Consigne écrite 1
Résumez en deux phrases le texte sur le proverbe marocain.

Page
##########

Un célèbre proverbe marocain dit en substance: la personne qui se contente d’une seule issue pour sa demeure mérite l’enfermement. Ceux qui ont cru se positionner, de par une histoire désormais révolue, en partenaires incontournables du Maroc devraient se le rappeler. Même «conseil» pour nombre de nos compatriotes qui, pour des raisons intellectuelles, d’intérêts ou tout simplement de manque d’imagination, ont milité et militent encore pour des alliances exclusives, des horizons restreints. Les deux camps pèchent par ignorance des traits profonds de la personnalité marocaine, jalouse de son autonomie de décision et abhorrant la servilité.

##########

Données de l'exercice

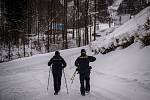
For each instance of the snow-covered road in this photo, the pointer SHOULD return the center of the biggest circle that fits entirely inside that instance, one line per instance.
(26, 78)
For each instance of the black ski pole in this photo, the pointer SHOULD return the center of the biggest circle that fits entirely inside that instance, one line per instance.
(73, 76)
(48, 78)
(65, 82)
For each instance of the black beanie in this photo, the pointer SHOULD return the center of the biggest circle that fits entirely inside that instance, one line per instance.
(83, 51)
(57, 53)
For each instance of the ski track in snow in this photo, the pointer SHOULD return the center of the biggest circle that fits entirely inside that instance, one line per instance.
(27, 80)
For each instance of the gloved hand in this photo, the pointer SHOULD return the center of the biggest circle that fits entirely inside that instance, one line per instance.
(77, 69)
(90, 67)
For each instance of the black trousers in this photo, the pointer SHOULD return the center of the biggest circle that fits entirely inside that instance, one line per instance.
(57, 80)
(85, 82)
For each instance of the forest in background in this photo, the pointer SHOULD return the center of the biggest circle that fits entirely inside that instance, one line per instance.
(29, 27)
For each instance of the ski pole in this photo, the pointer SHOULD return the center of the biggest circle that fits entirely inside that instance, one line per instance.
(73, 76)
(65, 82)
(48, 78)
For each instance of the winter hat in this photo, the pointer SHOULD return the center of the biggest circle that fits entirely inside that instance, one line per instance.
(83, 51)
(57, 53)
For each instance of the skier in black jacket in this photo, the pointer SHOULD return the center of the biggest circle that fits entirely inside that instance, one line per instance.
(58, 63)
(82, 64)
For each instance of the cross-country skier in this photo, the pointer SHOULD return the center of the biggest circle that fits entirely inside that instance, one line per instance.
(82, 64)
(58, 63)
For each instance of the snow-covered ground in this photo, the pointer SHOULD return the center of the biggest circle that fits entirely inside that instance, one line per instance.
(119, 75)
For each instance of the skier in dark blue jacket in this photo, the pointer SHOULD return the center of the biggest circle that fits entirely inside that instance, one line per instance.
(58, 63)
(82, 64)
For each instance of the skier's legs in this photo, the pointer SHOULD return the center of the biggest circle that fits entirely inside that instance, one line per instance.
(59, 80)
(55, 80)
(87, 79)
(82, 88)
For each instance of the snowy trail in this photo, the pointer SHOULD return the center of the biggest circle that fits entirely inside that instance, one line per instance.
(26, 79)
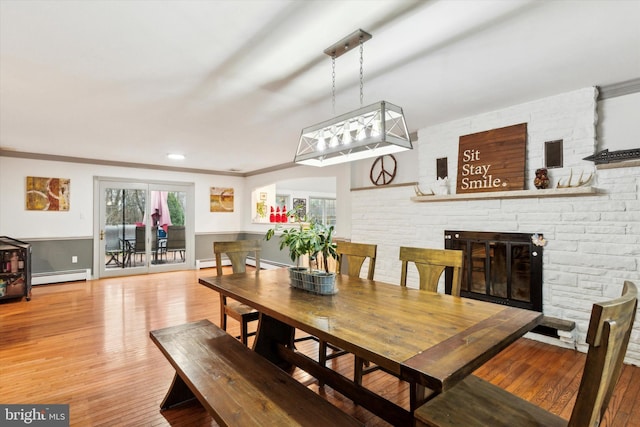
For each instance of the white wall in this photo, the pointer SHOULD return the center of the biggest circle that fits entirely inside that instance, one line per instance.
(16, 221)
(593, 242)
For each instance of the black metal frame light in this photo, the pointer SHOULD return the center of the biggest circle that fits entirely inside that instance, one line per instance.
(370, 131)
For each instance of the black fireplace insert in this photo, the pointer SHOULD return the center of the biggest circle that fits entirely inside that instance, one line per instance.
(504, 268)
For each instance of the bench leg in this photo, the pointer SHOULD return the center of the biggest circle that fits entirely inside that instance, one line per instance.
(270, 333)
(178, 393)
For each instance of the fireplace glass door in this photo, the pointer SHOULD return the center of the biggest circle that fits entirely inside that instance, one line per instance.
(499, 267)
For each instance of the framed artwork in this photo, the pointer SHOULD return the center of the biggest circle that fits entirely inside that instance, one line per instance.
(47, 194)
(221, 199)
(492, 160)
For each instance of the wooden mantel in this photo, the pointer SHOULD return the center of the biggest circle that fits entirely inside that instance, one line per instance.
(518, 194)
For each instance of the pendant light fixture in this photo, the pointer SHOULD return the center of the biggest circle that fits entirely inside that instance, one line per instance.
(370, 131)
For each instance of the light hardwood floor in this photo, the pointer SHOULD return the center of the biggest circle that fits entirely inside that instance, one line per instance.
(87, 344)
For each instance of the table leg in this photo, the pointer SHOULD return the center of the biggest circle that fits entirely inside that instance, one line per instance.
(270, 333)
(178, 393)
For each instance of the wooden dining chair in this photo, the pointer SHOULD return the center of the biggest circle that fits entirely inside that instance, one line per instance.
(431, 263)
(353, 255)
(237, 251)
(475, 402)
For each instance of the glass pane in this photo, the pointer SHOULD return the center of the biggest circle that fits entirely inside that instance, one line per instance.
(498, 253)
(323, 210)
(521, 273)
(478, 269)
(124, 215)
(171, 230)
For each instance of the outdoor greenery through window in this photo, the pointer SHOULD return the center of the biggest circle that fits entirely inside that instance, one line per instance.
(323, 210)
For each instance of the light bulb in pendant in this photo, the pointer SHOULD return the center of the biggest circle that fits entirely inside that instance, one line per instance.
(333, 142)
(346, 133)
(360, 129)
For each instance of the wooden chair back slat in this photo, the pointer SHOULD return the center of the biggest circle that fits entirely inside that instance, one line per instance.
(608, 337)
(355, 254)
(430, 264)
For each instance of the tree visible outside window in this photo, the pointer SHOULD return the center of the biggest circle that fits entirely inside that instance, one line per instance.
(323, 210)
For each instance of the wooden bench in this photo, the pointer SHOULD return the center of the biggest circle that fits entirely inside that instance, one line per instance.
(237, 386)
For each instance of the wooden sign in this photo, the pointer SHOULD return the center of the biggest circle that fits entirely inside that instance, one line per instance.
(493, 160)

##########

Consigne écrite 2
Reprenez les lignes des données depuis celle qui contient « For each instance of the wooden sign » jusqu'à la fin, en remplaçant « wooden sign » par « painted sign » sans rien modifier d'autre.

Corrigé 1
Un proverbe marocain veut que celui qui se contente d'une seule issue pour sa demeure mérite l'enfermement, ce que devraient se rappeler ceux qui se sont crus partenaires incontournables du Maroc du fait d'une histoire révolue, ainsi que les compatriotes qui militent pour des alliances exclusives. Les deux camps ignorent les traits profonds de la personnalité marocaine, jalouse de son autonomie de décision et abhorrant la servilité.

Corrigé 2
For each instance of the painted sign in this photo, the pointer SHOULD return the center of the biggest circle that fits entirely inside that instance, one line per instance.
(493, 160)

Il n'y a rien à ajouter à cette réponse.